**Your objective:**
The records below must be returned in full and unaltered.

**Dataset excerpts:**

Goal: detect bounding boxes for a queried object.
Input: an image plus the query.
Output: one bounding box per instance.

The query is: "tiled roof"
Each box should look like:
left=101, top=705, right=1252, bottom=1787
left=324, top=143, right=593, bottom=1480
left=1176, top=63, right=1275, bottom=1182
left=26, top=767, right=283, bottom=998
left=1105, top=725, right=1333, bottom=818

**Solution to this exercise:**
Goal: detect bounding boxes for a queried object.
Input: an image plus the query.
Output: one bounding box per instance.

The query is: "tiled roof"
Each box should look like:
left=101, top=705, right=1252, bottom=1787
left=324, top=143, right=593, bottom=1480
left=1176, top=63, right=1275, bottom=1182
left=26, top=767, right=283, bottom=998
left=1105, top=725, right=1333, bottom=818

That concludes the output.